**Tasks and exercises**.
- 1) In the blog post about rodeo, how many years did the writer ride horses competitively while growing up?
- 2) Sum up the blog post about rodeo in two sentences.
- 3) Carry on the blog post about rodeo from its last sentence.
* BEGIN Passage shown *
Monday, November 22, 2010

Hard to Imagine Talent


My youngest daughter had her fifth birthday a couple of weeks ago. We celebrated at the local pony club, where she and several friends from Kindergarten rode miniature ponies around in a circle for about an hour, followed by pizza and cake.

A former equestrian myself, I was proud to note my older daughter’s straight back and general competence on a horse. Later that night I remarked to my husband that we should enroll her in a riding class.

His response: ‘No way. What a completely useless skill!’

I bristled a bit at this. I rode horses competitively for seven years growing up, two of them on the school rodeo team, and while I don’t exactly use those skills today they are part of who I am.

‘Oh, yeah?’ I retorted. ‘If I’d married a Texan rancher instead of you I bet he wouldn’t say that to me!’

My husband stared at me blankly. ‘What are you talking about?’

‘You know I used to ride on a rodeo team in school,’ I responded icily.

I knew he knew because he’d laughed heartily at my tales of lining up to tie the understandably depressed school goat. I can still hear its plaintive ‘baaaaah’ each time it got flipped to the ground.

‘Oh, right.’ He still looked confused.

I sighed. This is the man who didn’t realize I could swim until we’d been married for about six years because he thinks an icy cold lake is perfect for a ‘refreshing dip.’

‘Rodeo’s no cake walk, you know,’ I said sternly. ‘You have to keep your seat, pay attention to your posture, keep your ride in check, and often as not you have to rope a running cow or something from the back of a galloping horse. It’s a real skill.’

He stared at me thoughtfully, presumably trying to picture the woman he married on the back of a racing horse whirling a lasso in the air and yelling, ‘Haaaaw!’

He seemed to be looking for the right words. Finally he settled on, ‘I find that hard to imagine.’

By now you're probably wondering what my point is, beyond letting the world know I know more about cows and horses than one might assume meeting me for the first time.
* END Passage shown *
* BEGIN Data excerpts *
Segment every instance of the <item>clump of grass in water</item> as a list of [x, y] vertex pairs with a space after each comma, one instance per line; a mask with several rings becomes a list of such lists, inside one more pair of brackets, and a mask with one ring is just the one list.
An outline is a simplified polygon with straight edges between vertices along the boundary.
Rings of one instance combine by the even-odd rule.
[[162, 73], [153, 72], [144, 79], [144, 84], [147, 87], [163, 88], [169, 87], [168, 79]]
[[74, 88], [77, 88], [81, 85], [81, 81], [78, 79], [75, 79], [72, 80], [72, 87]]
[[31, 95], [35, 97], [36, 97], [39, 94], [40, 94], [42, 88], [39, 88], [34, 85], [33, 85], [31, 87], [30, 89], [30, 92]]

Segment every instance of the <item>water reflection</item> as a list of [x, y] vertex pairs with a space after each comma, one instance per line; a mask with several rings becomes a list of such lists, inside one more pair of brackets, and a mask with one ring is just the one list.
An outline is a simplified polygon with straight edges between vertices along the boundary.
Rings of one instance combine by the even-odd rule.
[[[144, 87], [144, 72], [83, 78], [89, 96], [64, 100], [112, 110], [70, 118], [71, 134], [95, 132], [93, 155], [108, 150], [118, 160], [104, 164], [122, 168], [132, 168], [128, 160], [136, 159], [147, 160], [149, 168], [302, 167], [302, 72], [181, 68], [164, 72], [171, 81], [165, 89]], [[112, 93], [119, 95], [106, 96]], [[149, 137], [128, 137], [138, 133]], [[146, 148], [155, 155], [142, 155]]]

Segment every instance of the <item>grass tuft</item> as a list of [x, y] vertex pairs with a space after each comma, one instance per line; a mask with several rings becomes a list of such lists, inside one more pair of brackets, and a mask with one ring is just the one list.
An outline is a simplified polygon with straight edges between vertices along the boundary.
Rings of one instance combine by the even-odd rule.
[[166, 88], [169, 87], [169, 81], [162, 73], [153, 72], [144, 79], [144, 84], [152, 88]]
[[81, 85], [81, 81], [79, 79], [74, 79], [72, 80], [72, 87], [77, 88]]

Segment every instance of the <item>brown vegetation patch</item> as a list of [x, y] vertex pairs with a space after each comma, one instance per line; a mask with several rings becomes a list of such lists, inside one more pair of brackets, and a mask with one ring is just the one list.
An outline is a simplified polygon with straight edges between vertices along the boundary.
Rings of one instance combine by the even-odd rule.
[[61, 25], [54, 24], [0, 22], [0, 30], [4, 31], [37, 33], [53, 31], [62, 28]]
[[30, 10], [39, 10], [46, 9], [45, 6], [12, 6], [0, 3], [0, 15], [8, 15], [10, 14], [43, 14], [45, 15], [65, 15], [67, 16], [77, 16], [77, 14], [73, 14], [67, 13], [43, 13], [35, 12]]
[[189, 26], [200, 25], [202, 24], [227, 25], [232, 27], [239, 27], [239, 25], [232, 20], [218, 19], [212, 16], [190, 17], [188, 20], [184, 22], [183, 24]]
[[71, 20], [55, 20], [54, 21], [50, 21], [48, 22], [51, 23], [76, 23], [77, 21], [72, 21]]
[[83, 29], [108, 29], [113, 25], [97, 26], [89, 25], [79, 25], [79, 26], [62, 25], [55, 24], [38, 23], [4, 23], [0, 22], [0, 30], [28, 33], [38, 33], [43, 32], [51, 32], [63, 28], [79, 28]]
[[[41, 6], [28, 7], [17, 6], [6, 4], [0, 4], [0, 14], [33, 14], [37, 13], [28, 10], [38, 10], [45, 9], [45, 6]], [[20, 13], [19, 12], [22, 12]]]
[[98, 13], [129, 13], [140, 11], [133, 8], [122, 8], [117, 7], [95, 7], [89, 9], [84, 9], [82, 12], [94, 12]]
* END Data excerpts *
**Responses per task**.
- 1) Seven years.

- 2) After the youngest daughter's fifth birthday party at a pony club, the writer proposed riding lessons for the older daughter, and the husband dismissed riding as a completely useless skill. The writer, who had ridden competitively for seven years, two of them on a school rodeo team, insisted that rodeo is a real skill, and the husband said he found that hard to imagine.

- 3)
My point is that people have histories, skills and experience beyond what you hired them to do. Many of these skills may be completely useless but others could be exactly what you need for a particular project or job.

For example, if you're looking for a project manager you might try asking if anyone on your team knows how to herd cows. Trust me, it's a transferrable skill.

One of the best ways to motivate people is to look beyond the tasks they perform for you today and consider how they can develop and integrate other skills going forward. Everybody wins.

All you need is a way for people to track their skills, experience and interests and the ability to search against this information when trying to fill a new job or staff a project.

It's just basic talent profiling.

Are you mining the ‘hard to imagine’ talent in your organization?

2 comments:

  1. I am jealous -- I always wanted to learn to ride. My dad was a Wyoming native and was practically born on a horse, but all I got growing up was the southern California suburban experience. My hidden experience from the past is -- being a dancing snowman at Disneyland. Not quite so impressive as the rodeo! So tell me -- how can I paint dancing-snowman experience as part of my talent profiling?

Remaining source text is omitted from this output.